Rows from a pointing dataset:
════════════════════

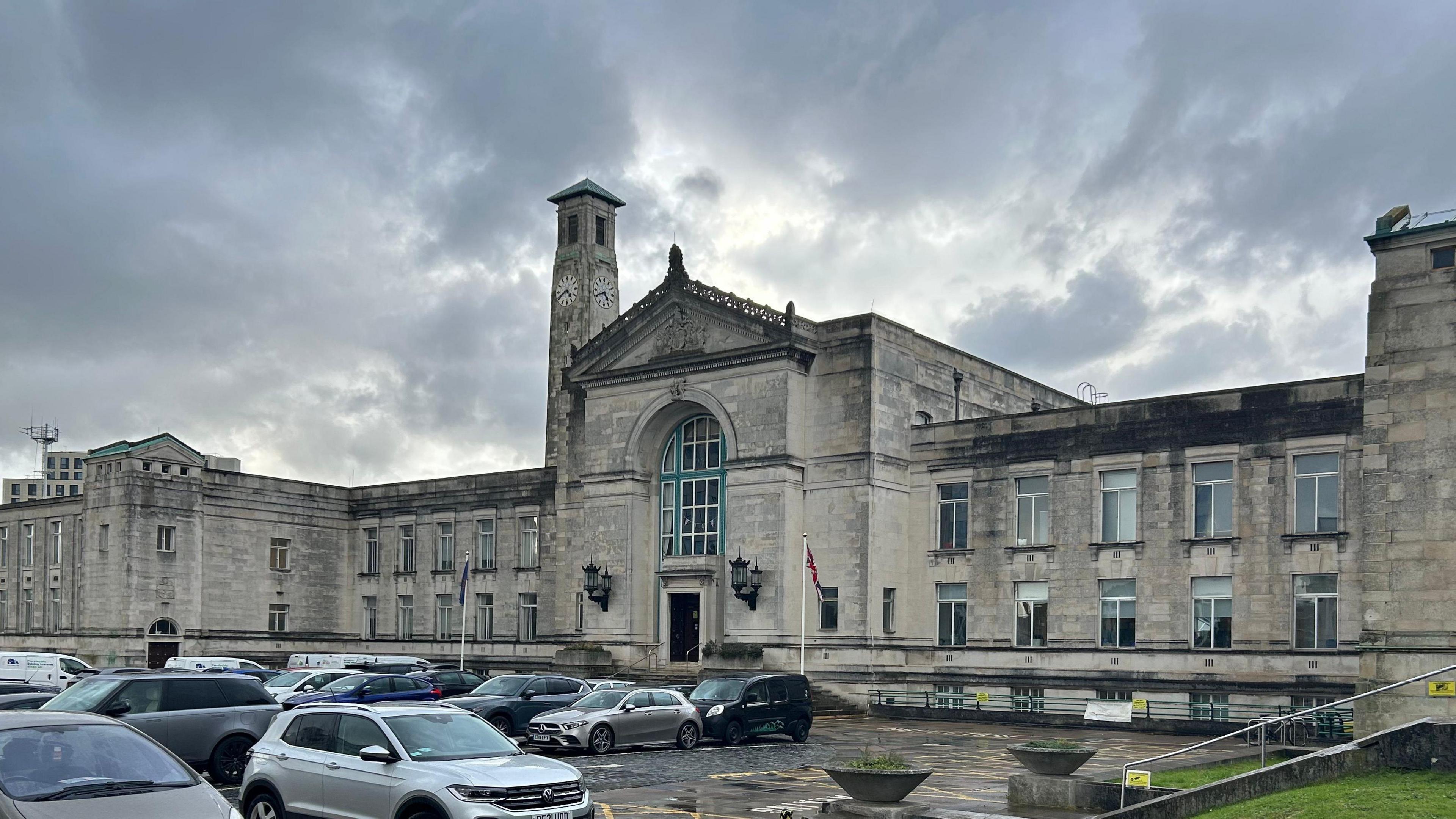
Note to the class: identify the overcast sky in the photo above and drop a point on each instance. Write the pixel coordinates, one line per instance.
(315, 235)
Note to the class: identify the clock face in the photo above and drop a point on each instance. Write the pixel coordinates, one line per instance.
(603, 292)
(567, 290)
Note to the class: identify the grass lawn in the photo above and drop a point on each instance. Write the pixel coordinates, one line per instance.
(1388, 795)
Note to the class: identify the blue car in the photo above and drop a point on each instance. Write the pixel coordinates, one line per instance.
(370, 689)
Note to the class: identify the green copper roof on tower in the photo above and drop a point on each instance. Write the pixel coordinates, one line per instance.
(589, 188)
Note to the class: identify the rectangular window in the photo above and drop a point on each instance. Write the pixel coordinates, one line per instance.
(954, 509)
(372, 551)
(485, 543)
(370, 629)
(1317, 604)
(1033, 700)
(277, 617)
(407, 617)
(407, 549)
(1317, 493)
(1031, 614)
(829, 608)
(445, 547)
(1213, 499)
(529, 553)
(1033, 511)
(1119, 506)
(950, 602)
(1212, 613)
(279, 554)
(526, 617)
(445, 605)
(485, 617)
(1208, 706)
(1119, 614)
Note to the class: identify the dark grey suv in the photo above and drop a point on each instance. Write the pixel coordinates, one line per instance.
(210, 720)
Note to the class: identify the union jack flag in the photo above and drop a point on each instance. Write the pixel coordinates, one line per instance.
(813, 572)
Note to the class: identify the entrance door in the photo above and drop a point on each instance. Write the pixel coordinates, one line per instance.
(683, 639)
(159, 653)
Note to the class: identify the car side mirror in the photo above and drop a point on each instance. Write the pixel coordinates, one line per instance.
(378, 754)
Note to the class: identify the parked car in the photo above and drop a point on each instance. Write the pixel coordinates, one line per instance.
(452, 682)
(510, 701)
(617, 717)
(753, 704)
(24, 701)
(207, 719)
(402, 760)
(53, 755)
(369, 689)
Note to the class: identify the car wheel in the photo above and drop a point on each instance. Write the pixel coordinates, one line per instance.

════════════════════

**Task prompt:** Copy out, word for word, the rows above that begin with the line containing "Note to the class: identify the car side" and run through the last row.

**Exercise solution:**
Note to the class: identify the car side mirror in the photo above and drop a point on each instance. Write the pixel coordinates, one line per instance.
(378, 754)
Note to the class: identify the parked car in the photo above and drop a point on each instance. Write the pixel coordinates, one line per instance.
(452, 682)
(510, 701)
(617, 717)
(753, 704)
(24, 701)
(207, 719)
(402, 760)
(53, 755)
(369, 689)
Note to the class: identify the car wheel in the photo above and drop a point on each instance. Write the pixel coordinates, one line per instance.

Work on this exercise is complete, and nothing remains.